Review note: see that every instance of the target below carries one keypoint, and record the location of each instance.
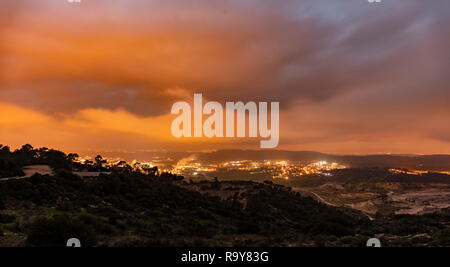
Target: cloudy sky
(351, 77)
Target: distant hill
(413, 162)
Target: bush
(56, 231)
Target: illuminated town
(192, 168)
(280, 169)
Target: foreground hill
(132, 209)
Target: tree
(99, 161)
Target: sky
(351, 77)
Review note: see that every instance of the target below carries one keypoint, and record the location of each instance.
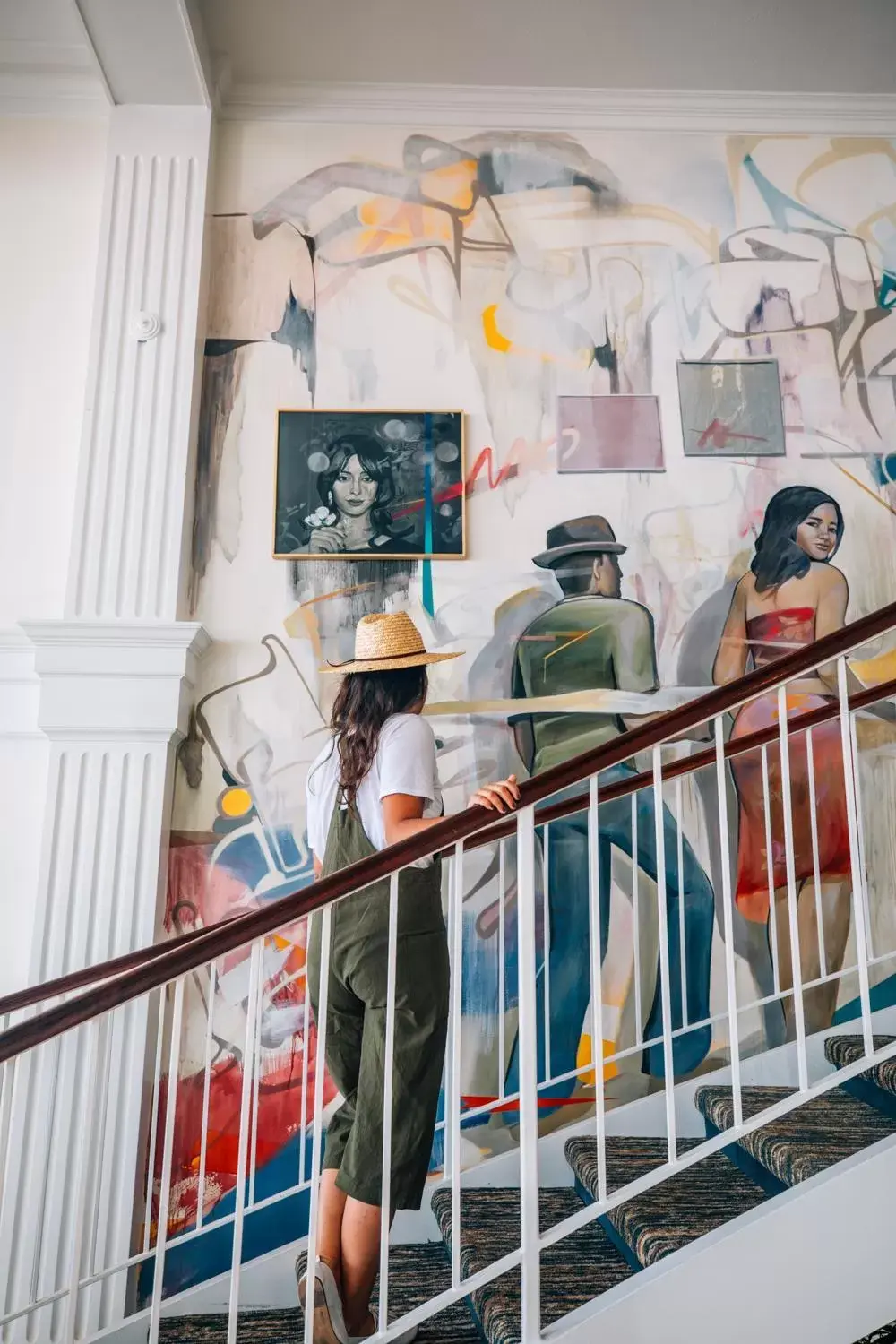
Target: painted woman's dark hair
(778, 556)
(375, 461)
(363, 703)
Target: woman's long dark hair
(778, 556)
(363, 704)
(375, 461)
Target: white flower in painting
(320, 518)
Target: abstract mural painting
(731, 409)
(370, 484)
(608, 435)
(538, 281)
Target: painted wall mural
(650, 338)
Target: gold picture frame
(417, 461)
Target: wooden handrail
(177, 957)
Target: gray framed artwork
(731, 409)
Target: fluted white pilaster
(129, 511)
(115, 682)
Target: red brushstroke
(484, 462)
(718, 435)
(280, 1109)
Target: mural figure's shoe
(408, 1338)
(330, 1325)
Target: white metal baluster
(813, 823)
(153, 1118)
(389, 1064)
(597, 986)
(790, 865)
(860, 823)
(257, 1073)
(728, 924)
(635, 937)
(680, 857)
(546, 965)
(7, 1080)
(447, 1080)
(665, 986)
(454, 1096)
(246, 1131)
(306, 1030)
(81, 1176)
(203, 1150)
(770, 873)
(528, 1035)
(501, 956)
(855, 855)
(168, 1144)
(320, 1064)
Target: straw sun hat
(389, 642)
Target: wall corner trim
(570, 109)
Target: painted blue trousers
(568, 953)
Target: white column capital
(115, 680)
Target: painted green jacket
(583, 644)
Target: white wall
(51, 175)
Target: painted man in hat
(594, 639)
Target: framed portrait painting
(370, 486)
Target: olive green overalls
(355, 1043)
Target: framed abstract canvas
(616, 433)
(370, 486)
(731, 409)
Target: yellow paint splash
(584, 1056)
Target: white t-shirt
(405, 762)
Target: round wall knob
(147, 325)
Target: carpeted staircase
(630, 1236)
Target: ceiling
(77, 56)
(831, 46)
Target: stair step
(806, 1140)
(417, 1273)
(673, 1214)
(573, 1273)
(876, 1086)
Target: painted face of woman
(354, 489)
(817, 534)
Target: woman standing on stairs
(791, 596)
(373, 785)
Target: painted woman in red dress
(791, 596)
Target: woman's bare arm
(403, 814)
(731, 659)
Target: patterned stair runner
(806, 1140)
(879, 1085)
(573, 1273)
(417, 1273)
(668, 1217)
(635, 1234)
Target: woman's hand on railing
(497, 797)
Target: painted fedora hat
(579, 537)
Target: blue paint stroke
(429, 602)
(780, 204)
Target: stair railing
(99, 1210)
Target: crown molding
(560, 109)
(51, 93)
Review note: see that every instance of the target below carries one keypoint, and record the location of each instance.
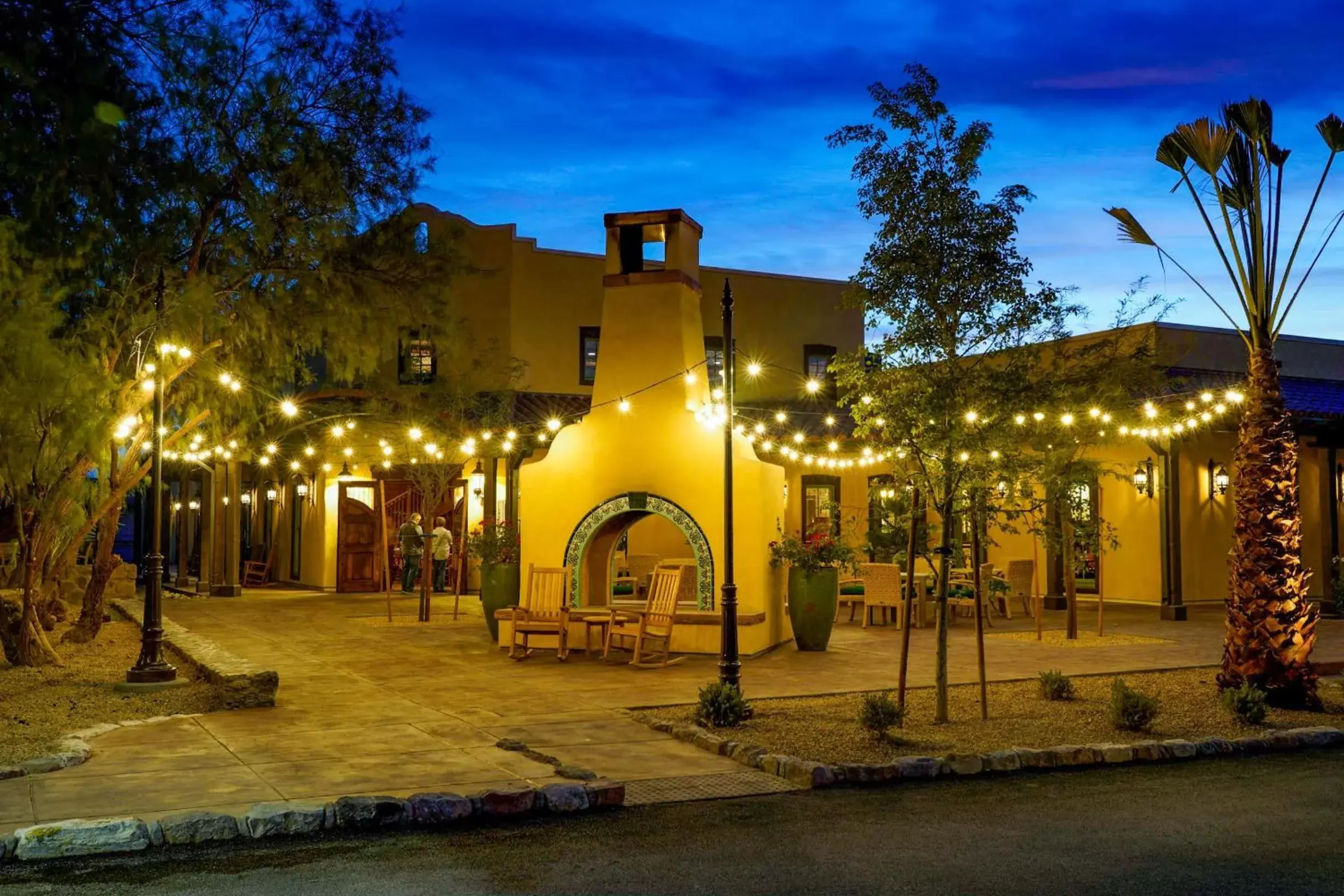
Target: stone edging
(245, 683)
(74, 747)
(1014, 759)
(100, 836)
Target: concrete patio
(372, 708)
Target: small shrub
(878, 712)
(1246, 703)
(1055, 685)
(722, 707)
(1131, 709)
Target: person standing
(413, 544)
(442, 547)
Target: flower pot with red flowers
(496, 546)
(815, 563)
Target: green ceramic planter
(499, 589)
(812, 606)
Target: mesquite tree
(1233, 171)
(947, 288)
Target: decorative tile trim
(577, 547)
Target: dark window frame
(409, 374)
(815, 350)
(819, 480)
(596, 335)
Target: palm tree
(1270, 625)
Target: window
(820, 504)
(816, 362)
(714, 360)
(1085, 510)
(589, 337)
(418, 362)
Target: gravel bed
(825, 729)
(38, 707)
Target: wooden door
(357, 539)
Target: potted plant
(815, 565)
(495, 544)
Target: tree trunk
(1270, 624)
(940, 675)
(104, 565)
(1066, 550)
(33, 646)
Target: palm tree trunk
(1270, 624)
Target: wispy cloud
(1151, 77)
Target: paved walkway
(366, 707)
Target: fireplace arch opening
(592, 551)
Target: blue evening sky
(549, 115)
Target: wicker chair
(882, 588)
(654, 624)
(545, 610)
(964, 579)
(1021, 574)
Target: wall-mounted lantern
(479, 481)
(1144, 477)
(1218, 478)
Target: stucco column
(230, 529)
(488, 498)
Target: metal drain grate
(722, 786)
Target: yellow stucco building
(626, 350)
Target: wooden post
(912, 595)
(980, 602)
(1038, 600)
(1066, 532)
(385, 577)
(426, 574)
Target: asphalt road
(1264, 825)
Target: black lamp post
(151, 668)
(730, 668)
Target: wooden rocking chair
(545, 610)
(257, 573)
(654, 622)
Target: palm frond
(1131, 230)
(1331, 129)
(1206, 143)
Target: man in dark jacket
(413, 544)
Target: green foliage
(878, 714)
(722, 707)
(494, 542)
(1131, 709)
(1247, 703)
(1055, 685)
(820, 550)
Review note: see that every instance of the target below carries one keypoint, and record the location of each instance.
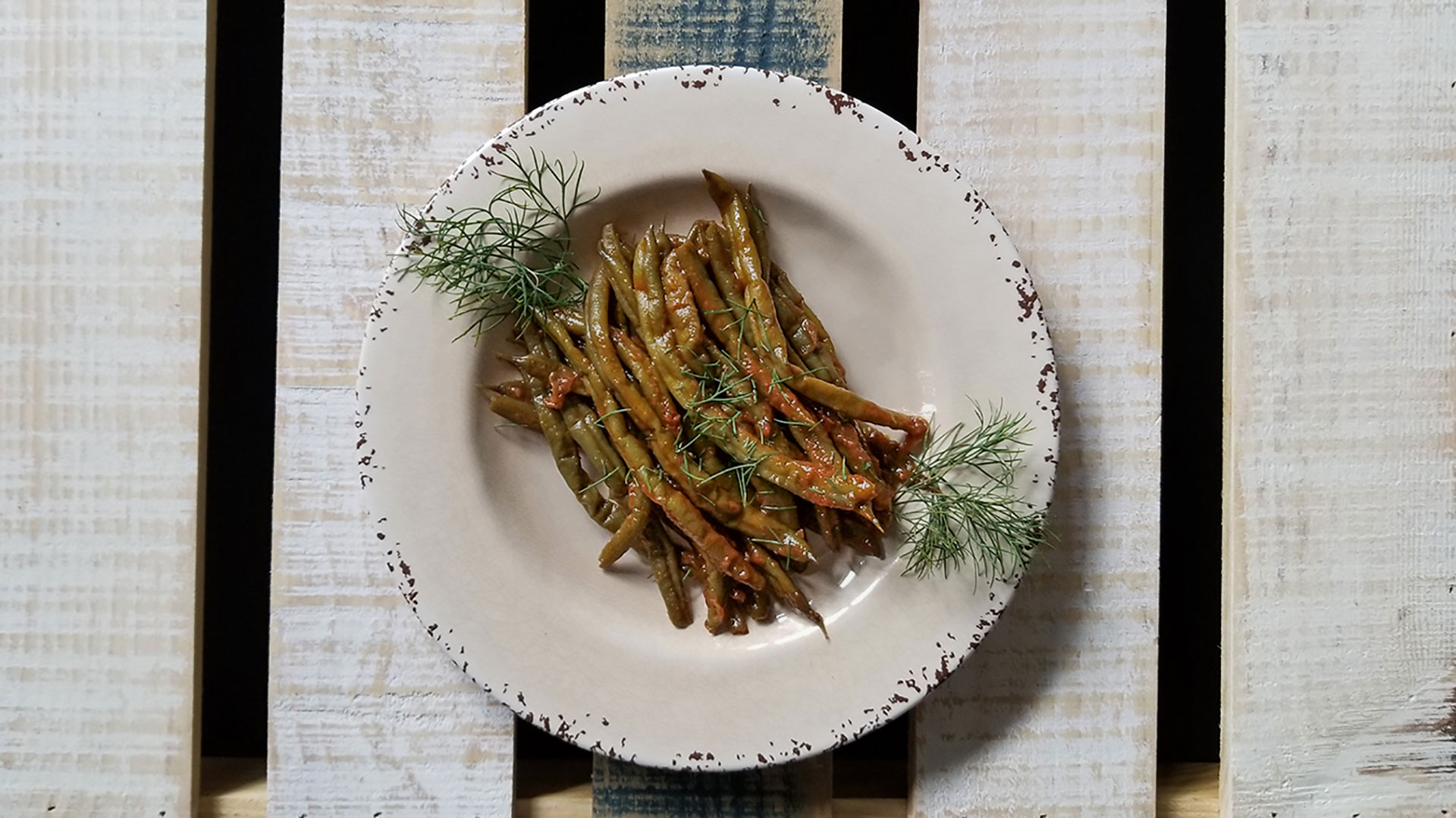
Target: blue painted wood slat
(801, 36)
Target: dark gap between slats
(883, 54)
(881, 67)
(564, 52)
(1191, 622)
(242, 309)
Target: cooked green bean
(710, 400)
(661, 556)
(519, 412)
(717, 550)
(631, 530)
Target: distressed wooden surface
(237, 788)
(101, 265)
(1340, 553)
(800, 36)
(367, 715)
(1056, 111)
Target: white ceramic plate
(929, 308)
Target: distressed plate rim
(590, 727)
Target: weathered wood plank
(102, 271)
(1340, 495)
(367, 713)
(1056, 108)
(800, 36)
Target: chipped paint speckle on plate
(929, 306)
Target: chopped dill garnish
(509, 259)
(960, 503)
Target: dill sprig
(960, 503)
(510, 258)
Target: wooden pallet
(1340, 325)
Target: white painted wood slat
(1340, 494)
(1056, 109)
(101, 271)
(367, 715)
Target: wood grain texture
(101, 265)
(800, 36)
(1340, 494)
(1056, 109)
(381, 102)
(237, 788)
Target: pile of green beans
(698, 409)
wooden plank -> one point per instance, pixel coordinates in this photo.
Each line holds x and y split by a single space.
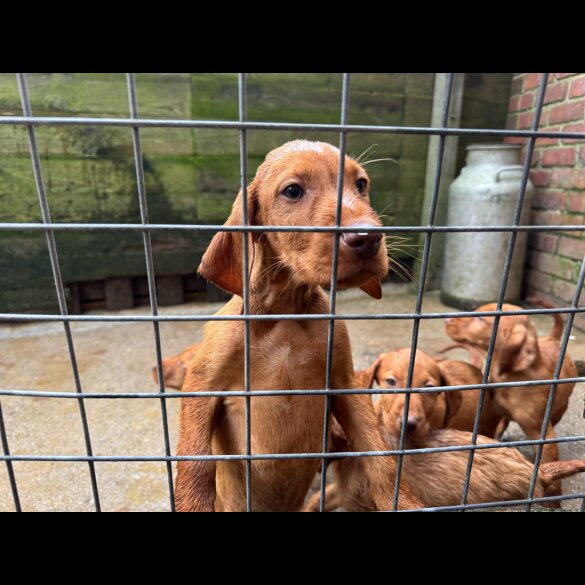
169 290
119 294
448 172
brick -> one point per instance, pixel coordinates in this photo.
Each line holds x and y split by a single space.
531 81
551 264
543 282
516 88
576 203
572 220
559 157
527 101
540 178
556 92
543 242
550 200
549 141
525 120
577 87
535 158
571 248
545 218
563 290
514 104
579 180
511 121
566 112
578 127
562 178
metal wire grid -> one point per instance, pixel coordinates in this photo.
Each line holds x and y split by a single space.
146 228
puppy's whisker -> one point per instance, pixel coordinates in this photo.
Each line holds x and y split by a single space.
369 162
359 158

· · · ·

Requirement
Everything in the listing above must be retyped exactly, except for the pictures.

Response to this task
Review note: see that every instance of the target below carries one keypoint, and record the location of each instance.
Target: cloudy sky
(351, 77)
Target: distant hill
(413, 162)
Target: bush
(56, 231)
Target: illuminated town
(192, 168)
(280, 169)
Target: foreground hill
(132, 209)
Target: tree
(99, 161)
Target: sky
(351, 77)
Review note: see that every instance of the target below carries one keypoint, and record the location of each instance.
Target: painted woman's dark hair
(778, 556)
(375, 461)
(363, 703)
Target: woman's long dark hair
(778, 556)
(363, 704)
(375, 461)
Target: white flower in painting
(320, 518)
Target: abstract mural painting
(731, 409)
(370, 484)
(608, 435)
(538, 281)
Target: painted wall mural
(650, 338)
Target: gold picture frame
(417, 461)
Target: wooden handrail
(177, 957)
Target: gray framed artwork
(731, 409)
Target: fluted white pilaster
(129, 511)
(115, 682)
Target: red brushstroke
(484, 462)
(718, 435)
(280, 1109)
Target: mural figure's shoe
(408, 1338)
(330, 1325)
Target: white metal baluster
(813, 823)
(153, 1118)
(389, 1064)
(597, 986)
(790, 865)
(860, 823)
(257, 1073)
(728, 924)
(635, 937)
(680, 857)
(546, 965)
(7, 1080)
(447, 1080)
(665, 986)
(454, 1096)
(246, 1131)
(306, 1030)
(81, 1176)
(203, 1150)
(770, 873)
(528, 1035)
(501, 956)
(855, 855)
(168, 1144)
(320, 1064)
Target: straw sun hat
(389, 642)
Target: wall corner trim
(570, 109)
Target: painted blue trousers
(568, 953)
Target: white column capital
(115, 680)
Target: painted green jacket
(583, 644)
Target: white wall
(51, 175)
Target: painted man in hat
(594, 639)
Target: framed portrait painting
(370, 486)
Target: olive green overalls
(355, 1043)
Target: framed abstract canvas
(616, 433)
(370, 486)
(731, 409)
Target: yellow paint splash
(584, 1056)
Target: white t-shirt
(405, 762)
Target: round wall knob
(147, 325)
Target: carpeted staircase
(630, 1236)
Target: ceiling
(77, 56)
(831, 46)
Target: stair step
(806, 1140)
(417, 1273)
(673, 1214)
(573, 1273)
(876, 1086)
Target: painted face of woman
(354, 489)
(817, 534)
Target: woman standing on stairs
(791, 596)
(373, 785)
Target: painted woman in red dress
(791, 596)
Target: woman's bare arm
(403, 814)
(731, 659)
Target: patterned stair runner
(806, 1140)
(879, 1085)
(573, 1273)
(417, 1273)
(668, 1217)
(635, 1234)
Target: woman's hand on railing
(497, 797)
Target: painted fedora hat
(579, 537)
Target: blue paint stroke
(429, 602)
(780, 204)
Target: stair railing
(99, 1210)
Target: crown molding
(560, 109)
(51, 93)
Review note: see that every instance of the target below carries one keypoint, and record the location of each instance.
Target: stone edging
(245, 683)
(74, 747)
(1014, 759)
(100, 836)
Target: concrete patio
(372, 708)
Target: small shrub
(878, 712)
(1246, 703)
(1055, 685)
(722, 707)
(1131, 709)
Target: person standing
(413, 544)
(442, 547)
Target: flower pot with red flowers
(496, 546)
(815, 563)
Target: green ceramic planter
(499, 589)
(812, 606)
Target: mesquite tree
(1233, 171)
(947, 288)
Target: decorative tile trim
(577, 547)
Target: dark window frame
(409, 374)
(815, 350)
(819, 480)
(596, 335)
Target: palm tree
(1270, 625)
Target: window
(820, 504)
(816, 362)
(714, 360)
(1085, 510)
(589, 337)
(418, 362)
Target: gravel bed
(825, 729)
(38, 707)
Target: wooden door
(357, 539)
Target: potted plant
(815, 565)
(495, 544)
Target: tree trunk
(1270, 624)
(940, 675)
(104, 565)
(1066, 550)
(33, 646)
Target: palm tree trunk
(1270, 624)
Target: wispy cloud
(1151, 77)
Target: paved walkway
(366, 707)
Target: fireplace arch opening
(592, 551)
Target: blue evening sky
(549, 115)
Target: wicker chair
(882, 588)
(654, 624)
(545, 610)
(964, 579)
(1021, 574)
Target: wall-mounted lantern
(479, 481)
(1144, 477)
(1218, 478)
Target: stucco column
(230, 529)
(488, 498)
Target: metal drain grate
(722, 786)
Target: yellow stucco building
(626, 350)
Target: wooden post
(912, 595)
(980, 602)
(1038, 600)
(1066, 532)
(385, 577)
(426, 574)
Target: asphalt road
(1264, 825)
Target: black lamp post
(151, 668)
(730, 668)
Target: wooden rocking chair
(545, 610)
(257, 573)
(654, 622)
Target: palm frond
(1131, 230)
(1331, 129)
(1206, 143)
Target: man in dark jacket
(413, 544)
Target: green foliage
(878, 714)
(722, 707)
(494, 542)
(1131, 709)
(1247, 703)
(1055, 685)
(820, 550)
Review note: see that every instance of the target below carries one keypoint, and record the location of each instance.
Target: blue painted wood slat
(801, 36)
Target: dark gap between slats
(883, 54)
(881, 67)
(564, 52)
(1191, 622)
(242, 309)
Target: cooked green bean
(710, 400)
(661, 556)
(519, 412)
(717, 550)
(631, 530)
Target: distressed wooden surface
(237, 788)
(101, 265)
(1340, 553)
(800, 36)
(367, 715)
(1056, 111)
Target: white ceramic plate
(929, 308)
Target: distressed plate rim
(590, 727)
Target: weathered wood plank
(102, 271)
(1340, 495)
(367, 713)
(1056, 108)
(800, 36)
Target: chipped paint speckle on plate
(929, 306)
Target: chopped dill garnish
(509, 259)
(960, 503)
Target: dill sprig
(960, 503)
(510, 258)
Target: wooden pallet
(1340, 325)
Target: white painted wood slat
(1340, 494)
(1056, 109)
(101, 271)
(367, 715)
Target: wood grain texture
(101, 265)
(800, 36)
(1340, 494)
(1056, 109)
(381, 102)
(237, 788)
Target: pile of green beans
(698, 409)
wooden plank -> one point per instance, pixel coordinates in this photo.
Each line holds x and y split by a single space.
169 290
119 294
448 172
brick -> one point per instance, pixel coordinates in this photo.
Each line holds x and y split by a single space.
531 81
551 264
543 282
516 88
576 203
572 220
559 157
527 101
540 178
556 92
543 242
550 200
549 141
525 120
577 87
535 158
571 248
545 218
563 290
514 104
579 180
511 121
566 112
578 127
562 178
metal wire grid -> one point per instance, pixel coordinates in this photo.
Each line holds x and y split by a single space.
146 228
puppy's whisker -> one point per instance, pixel coordinates in this photo.
Each line holds x and y split by a single space.
369 162
359 158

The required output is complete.